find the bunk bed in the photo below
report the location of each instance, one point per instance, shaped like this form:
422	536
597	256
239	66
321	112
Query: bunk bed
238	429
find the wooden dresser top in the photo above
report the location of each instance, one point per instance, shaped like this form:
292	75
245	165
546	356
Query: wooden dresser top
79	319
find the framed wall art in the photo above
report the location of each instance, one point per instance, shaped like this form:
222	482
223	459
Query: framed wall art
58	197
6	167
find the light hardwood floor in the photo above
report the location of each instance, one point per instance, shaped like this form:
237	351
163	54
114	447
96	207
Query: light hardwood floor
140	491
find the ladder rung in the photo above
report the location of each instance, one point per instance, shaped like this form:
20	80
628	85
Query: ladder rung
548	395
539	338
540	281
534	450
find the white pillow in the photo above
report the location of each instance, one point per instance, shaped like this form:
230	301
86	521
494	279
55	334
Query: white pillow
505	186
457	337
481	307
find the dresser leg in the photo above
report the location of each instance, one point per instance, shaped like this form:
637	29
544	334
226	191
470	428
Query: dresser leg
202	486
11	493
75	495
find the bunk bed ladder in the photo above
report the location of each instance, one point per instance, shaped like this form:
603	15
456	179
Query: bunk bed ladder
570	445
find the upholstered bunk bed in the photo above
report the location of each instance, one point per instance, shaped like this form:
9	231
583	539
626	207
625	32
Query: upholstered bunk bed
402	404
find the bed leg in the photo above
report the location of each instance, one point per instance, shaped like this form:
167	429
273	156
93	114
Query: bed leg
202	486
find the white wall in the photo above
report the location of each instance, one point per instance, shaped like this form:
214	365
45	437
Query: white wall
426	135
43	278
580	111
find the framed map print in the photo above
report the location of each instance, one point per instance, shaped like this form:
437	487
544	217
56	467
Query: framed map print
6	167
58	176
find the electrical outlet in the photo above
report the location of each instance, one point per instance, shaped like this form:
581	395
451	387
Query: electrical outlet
• • •
**Task to carry out**
Reproduce the data verbatim, beginning with the line that contains "find the upholstered" and continuing through the last line of the data, with both ends included.

**Response to this task**
find the upholstered bunk bed in the photo above
report the location of each instance, one point per instance, shaped like this form:
9	231
583	539
626	207
625	32
Query: upholstered bunk bed
402	404
find the bed leg in the photo above
report the location of each instance, one point per instance, shaped like this form:
167	429
273	156
93	114
Query: bed leg
202	486
find the white wall in the photo above
report the location of each instance, one point per instance, shaped like this form:
214	365
45	437
Query: white wall
426	135
43	278
580	111
find the framed map print in the photo above
report the location of each instance, one point per instance, shaped like this form:
437	487
544	217
56	467
Query: framed map print
6	167
58	176
find the electrical outlet in the photo above
report the location of each instance, one point per instance, shaped like this form:
581	395
451	387
Query: electrical outlet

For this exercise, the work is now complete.